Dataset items
----
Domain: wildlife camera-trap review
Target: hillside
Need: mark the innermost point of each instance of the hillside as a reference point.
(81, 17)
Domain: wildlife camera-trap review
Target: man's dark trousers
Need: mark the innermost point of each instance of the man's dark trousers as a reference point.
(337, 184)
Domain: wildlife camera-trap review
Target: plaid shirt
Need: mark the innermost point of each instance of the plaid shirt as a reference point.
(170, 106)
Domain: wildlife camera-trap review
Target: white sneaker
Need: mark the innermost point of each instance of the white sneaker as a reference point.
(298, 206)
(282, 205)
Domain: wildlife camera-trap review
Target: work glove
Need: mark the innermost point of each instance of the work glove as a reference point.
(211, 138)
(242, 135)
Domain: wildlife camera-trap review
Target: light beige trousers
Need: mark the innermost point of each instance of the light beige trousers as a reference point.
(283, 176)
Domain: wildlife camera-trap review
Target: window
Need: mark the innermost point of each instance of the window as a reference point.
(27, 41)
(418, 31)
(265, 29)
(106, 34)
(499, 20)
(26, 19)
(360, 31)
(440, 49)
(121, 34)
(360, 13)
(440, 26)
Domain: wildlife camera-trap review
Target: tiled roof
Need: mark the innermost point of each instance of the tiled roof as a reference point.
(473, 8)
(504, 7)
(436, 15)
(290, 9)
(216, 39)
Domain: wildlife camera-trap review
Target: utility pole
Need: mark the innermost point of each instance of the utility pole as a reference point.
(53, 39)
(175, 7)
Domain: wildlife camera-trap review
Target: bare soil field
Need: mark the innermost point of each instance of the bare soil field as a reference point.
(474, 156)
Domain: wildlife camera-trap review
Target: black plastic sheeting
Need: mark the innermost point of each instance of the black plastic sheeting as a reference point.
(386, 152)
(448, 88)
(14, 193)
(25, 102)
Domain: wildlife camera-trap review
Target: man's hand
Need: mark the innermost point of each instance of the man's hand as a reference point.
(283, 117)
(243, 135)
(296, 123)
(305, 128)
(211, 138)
----
■ Exercise details ■
Word for word, write out all of the data above.

■ Reply to the task ■
Domain: wildlife camera-trap review
Target: hillside
Need: mark the innermost point of each instance of the hillside as a reference point.
(81, 17)
Domain: wildlife camera-trap review
Target: man's dark trousers
Need: mark the innermost point of each instance of the man's dark trousers as a reference point.
(337, 184)
Domain: wildlife camera-trap review
Target: plaid shirt
Need: mark the innermost point of each instance of the plaid shirt as a reference point.
(170, 106)
Domain: wildlife camera-trap review
Target: white sneaker
Need: mark the innermost point of each instance of the white sneaker as a reference point.
(298, 206)
(282, 205)
Domain: wildlife camera-trap review
Target: work glove
Need: mark the innermost point of each instance of the work glove as a reference point.
(211, 138)
(242, 135)
Domain: wildlife camera-trap review
Target: light beige trousers
Need: mark the innermost point of each instance of the light beige trousers as a reference point.
(283, 176)
Domain: wildlife camera-trap review
Target: window
Need: mark the innermost point of each instance of the window as a reference point.
(27, 41)
(418, 31)
(265, 29)
(106, 34)
(499, 20)
(26, 19)
(360, 31)
(440, 49)
(121, 34)
(360, 13)
(440, 26)
Domain: wildlife camera-trap review
Target: tiled roof
Need: mark the innermost point of each instance of the tiled roof as a reference point.
(473, 8)
(504, 7)
(436, 15)
(290, 9)
(216, 39)
Domain: wildlife camera-trap review
Target: utility pole
Need: mark the innermost point of each instance of the utility pole as a reference point.
(53, 39)
(175, 7)
Domain: wildlife camera-trap review
Target: bare soil field
Need: mark the innermost point of each instance of the bare soil field as a reference point.
(474, 156)
Domain: wildlife camera-trap review
Target: black plastic sheeting
Need: mark the innermost point of each instance of the black plastic sheeting as a reference point.
(386, 152)
(448, 88)
(14, 193)
(25, 102)
Domain: wildlife camera-trap review
Target: man's hand
Need: mark the innermost point of each instance of the man's hand as a reference point.
(283, 117)
(243, 135)
(296, 123)
(305, 128)
(211, 138)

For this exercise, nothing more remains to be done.